(Pointing dataset records)
--
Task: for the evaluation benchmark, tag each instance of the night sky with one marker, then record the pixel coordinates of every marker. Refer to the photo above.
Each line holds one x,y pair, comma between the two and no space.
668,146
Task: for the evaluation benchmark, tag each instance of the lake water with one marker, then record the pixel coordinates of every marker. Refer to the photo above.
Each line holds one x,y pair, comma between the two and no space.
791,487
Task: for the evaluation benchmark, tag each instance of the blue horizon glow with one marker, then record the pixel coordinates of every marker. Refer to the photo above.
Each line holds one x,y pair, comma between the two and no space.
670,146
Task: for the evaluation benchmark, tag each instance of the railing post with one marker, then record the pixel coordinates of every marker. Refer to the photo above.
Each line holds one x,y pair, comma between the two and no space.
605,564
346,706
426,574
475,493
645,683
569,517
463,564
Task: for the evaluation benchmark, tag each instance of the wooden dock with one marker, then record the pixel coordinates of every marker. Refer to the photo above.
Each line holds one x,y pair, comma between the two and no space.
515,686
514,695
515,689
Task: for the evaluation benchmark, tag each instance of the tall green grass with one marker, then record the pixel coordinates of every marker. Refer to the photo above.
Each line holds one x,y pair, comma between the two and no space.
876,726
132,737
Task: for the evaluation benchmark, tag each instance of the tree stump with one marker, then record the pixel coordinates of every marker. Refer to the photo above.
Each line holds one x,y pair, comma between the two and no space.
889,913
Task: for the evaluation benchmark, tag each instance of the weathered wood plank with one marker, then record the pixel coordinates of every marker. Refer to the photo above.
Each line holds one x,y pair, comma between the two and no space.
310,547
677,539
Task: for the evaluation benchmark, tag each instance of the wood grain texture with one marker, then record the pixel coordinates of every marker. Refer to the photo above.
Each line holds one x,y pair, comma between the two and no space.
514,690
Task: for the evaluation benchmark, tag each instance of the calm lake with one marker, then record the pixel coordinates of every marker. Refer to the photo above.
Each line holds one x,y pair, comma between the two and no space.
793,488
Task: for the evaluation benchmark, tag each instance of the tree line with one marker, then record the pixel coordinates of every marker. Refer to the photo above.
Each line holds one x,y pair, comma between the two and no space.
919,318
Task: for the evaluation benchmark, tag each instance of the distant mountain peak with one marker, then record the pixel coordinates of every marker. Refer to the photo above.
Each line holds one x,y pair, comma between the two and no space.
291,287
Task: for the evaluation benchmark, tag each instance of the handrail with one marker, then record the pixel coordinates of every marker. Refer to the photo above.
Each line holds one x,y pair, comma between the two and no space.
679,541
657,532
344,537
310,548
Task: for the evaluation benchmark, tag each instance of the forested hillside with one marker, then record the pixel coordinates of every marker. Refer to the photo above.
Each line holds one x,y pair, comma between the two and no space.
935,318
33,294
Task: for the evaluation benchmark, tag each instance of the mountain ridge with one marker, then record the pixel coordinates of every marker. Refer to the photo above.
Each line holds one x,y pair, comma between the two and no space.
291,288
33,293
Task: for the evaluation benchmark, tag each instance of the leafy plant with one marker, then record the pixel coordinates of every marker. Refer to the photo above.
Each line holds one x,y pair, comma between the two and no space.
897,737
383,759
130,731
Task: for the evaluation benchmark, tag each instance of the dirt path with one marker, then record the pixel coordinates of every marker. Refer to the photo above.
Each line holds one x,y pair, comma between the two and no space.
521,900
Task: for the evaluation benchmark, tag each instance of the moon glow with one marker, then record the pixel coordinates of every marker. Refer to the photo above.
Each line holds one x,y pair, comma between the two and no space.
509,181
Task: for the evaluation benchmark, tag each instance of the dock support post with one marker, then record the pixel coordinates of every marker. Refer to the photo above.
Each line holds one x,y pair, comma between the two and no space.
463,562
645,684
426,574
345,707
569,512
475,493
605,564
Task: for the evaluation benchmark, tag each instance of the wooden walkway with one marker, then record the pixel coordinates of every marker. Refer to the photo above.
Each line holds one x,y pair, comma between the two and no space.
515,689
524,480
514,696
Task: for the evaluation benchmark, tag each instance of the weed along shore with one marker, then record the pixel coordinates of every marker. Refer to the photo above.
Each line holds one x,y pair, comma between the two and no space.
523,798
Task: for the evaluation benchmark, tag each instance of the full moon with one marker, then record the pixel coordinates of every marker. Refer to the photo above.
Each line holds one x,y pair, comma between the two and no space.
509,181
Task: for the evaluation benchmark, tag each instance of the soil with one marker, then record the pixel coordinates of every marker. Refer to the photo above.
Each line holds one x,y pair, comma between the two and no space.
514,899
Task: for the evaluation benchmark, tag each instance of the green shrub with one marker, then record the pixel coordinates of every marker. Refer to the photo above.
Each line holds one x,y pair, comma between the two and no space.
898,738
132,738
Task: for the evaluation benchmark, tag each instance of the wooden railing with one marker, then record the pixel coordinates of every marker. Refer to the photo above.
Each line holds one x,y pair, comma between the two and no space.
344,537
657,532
--
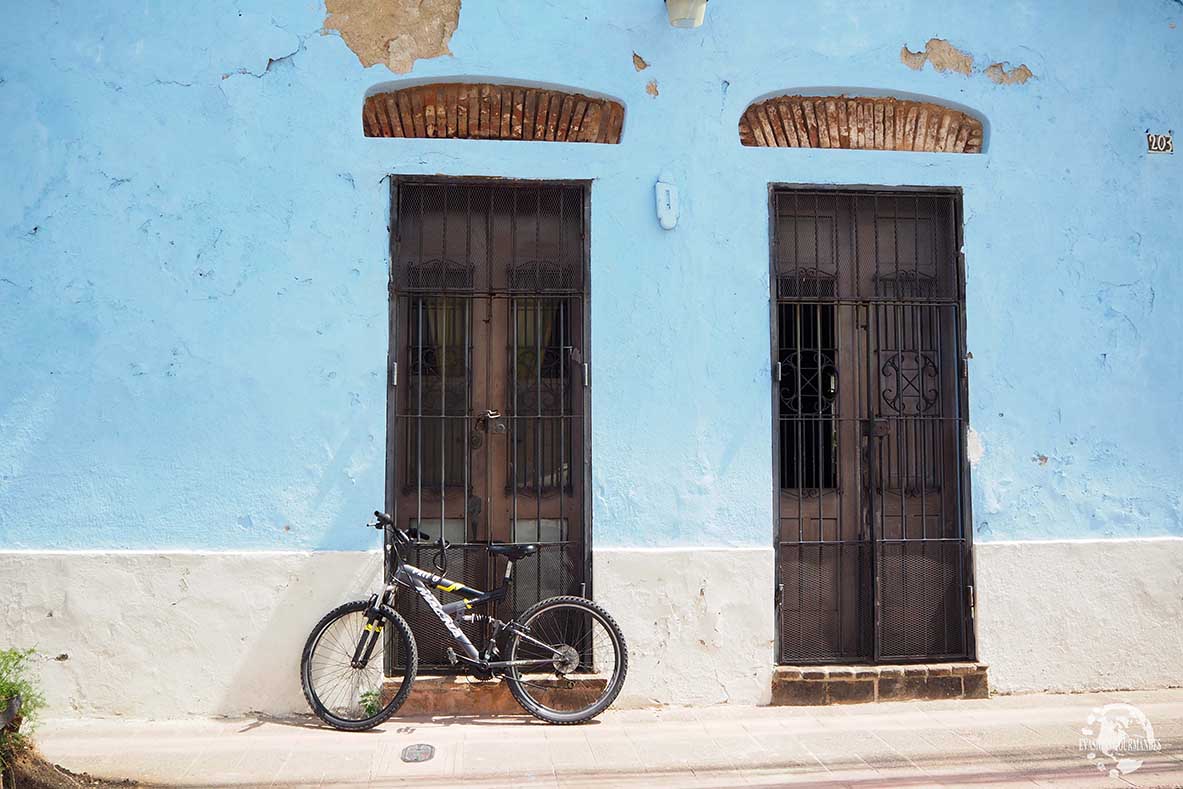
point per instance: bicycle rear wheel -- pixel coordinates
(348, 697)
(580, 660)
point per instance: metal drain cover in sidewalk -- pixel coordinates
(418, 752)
--
- [Goal]:
Pick out every line in the material above that contains the word "mountain", and copy each one. Case counts.

- [Result of the task]:
Task: for the evaluation benchmark, tag each instance of the distant mountain peak with one marker, then record the pixel coordinates of every marker. Refer to the photo above.
Task: for the evaluation benchmark, tag each instance of the mountain ridge with one marker, then record the pixel coordinates of every marker. Refer to the photo above.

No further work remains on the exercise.